** Task to carry out **
Rescale the stretch from the line containing "TARGET = person in red cap" through the end of the listing, both ends included. Rewrite every one of those lines and only those, requests included, with each pixel coordinate in the answers multiplied by 2.05 and rounded to a whole number, halves rounding up.
--------------------
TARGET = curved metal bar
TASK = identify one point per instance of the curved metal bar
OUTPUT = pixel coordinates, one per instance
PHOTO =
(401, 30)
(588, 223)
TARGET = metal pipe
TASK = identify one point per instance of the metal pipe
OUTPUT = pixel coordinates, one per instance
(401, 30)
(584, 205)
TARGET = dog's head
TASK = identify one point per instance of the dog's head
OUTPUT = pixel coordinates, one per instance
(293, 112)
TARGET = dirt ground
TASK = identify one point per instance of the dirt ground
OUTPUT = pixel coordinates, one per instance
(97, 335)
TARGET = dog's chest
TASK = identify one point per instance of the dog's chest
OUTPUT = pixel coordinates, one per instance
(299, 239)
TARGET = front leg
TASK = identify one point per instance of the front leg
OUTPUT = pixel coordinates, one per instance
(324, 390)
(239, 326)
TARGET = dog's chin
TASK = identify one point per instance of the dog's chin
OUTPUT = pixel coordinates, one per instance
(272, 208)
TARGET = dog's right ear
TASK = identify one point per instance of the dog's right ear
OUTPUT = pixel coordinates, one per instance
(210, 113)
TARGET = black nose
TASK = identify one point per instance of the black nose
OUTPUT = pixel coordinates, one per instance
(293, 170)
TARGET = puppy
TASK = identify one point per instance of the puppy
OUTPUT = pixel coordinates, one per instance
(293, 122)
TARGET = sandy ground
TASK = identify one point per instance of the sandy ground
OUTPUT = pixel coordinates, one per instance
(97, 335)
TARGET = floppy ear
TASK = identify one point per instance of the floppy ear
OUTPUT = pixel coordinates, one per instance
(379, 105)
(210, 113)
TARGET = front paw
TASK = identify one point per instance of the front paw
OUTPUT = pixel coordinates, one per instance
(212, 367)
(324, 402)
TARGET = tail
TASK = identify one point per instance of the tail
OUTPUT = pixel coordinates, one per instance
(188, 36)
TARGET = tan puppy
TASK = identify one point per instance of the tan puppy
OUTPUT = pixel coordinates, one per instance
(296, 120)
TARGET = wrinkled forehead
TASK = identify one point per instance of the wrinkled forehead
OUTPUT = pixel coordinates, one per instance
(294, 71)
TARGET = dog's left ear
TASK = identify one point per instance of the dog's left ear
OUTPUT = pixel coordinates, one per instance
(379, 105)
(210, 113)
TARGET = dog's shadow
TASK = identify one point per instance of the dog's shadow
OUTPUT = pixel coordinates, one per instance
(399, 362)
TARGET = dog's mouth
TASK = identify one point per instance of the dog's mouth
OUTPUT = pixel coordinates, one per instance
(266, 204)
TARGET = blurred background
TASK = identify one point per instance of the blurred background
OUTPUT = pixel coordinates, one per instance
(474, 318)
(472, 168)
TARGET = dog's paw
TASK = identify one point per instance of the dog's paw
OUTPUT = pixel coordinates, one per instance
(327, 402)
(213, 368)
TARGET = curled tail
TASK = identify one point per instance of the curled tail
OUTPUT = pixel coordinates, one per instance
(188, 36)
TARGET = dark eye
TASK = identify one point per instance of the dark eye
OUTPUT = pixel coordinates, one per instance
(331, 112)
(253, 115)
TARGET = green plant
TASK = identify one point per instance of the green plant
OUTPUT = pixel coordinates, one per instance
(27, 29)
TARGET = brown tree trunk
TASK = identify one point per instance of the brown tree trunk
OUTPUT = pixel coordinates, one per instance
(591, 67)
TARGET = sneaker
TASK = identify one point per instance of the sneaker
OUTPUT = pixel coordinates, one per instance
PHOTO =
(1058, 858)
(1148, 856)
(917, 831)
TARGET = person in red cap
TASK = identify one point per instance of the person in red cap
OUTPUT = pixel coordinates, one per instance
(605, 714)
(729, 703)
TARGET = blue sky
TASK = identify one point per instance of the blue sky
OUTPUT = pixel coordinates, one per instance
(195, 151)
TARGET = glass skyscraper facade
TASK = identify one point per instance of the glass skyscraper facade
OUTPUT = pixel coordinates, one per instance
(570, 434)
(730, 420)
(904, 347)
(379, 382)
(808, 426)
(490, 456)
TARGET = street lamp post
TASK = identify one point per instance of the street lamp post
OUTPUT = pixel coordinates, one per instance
--------------------
** Result for this exercise **
TARGET = person in red cap
TASK = identify one point per instance of the person in red cap
OUTPUT = pixel coordinates, one per instance
(1240, 1464)
(1494, 1441)
TARGET = blue sky
TASK = identify one point per instance of the blue sky
OUTPUT = pixel coordinates, one per instance
(400, 310)
TARGET = glass skyscraper facade
TASK = identify one point per instance of the glass skyscraper facade
OUTPUT = pixel coordinates, one per instance
(1169, 890)
(1497, 861)
(1853, 711)
(777, 783)
(1656, 873)
(1005, 935)
TARGET = street lamp post
TASK = identify one point per instance of the street lamp post
OUTPUT = pixel coordinates, one per instance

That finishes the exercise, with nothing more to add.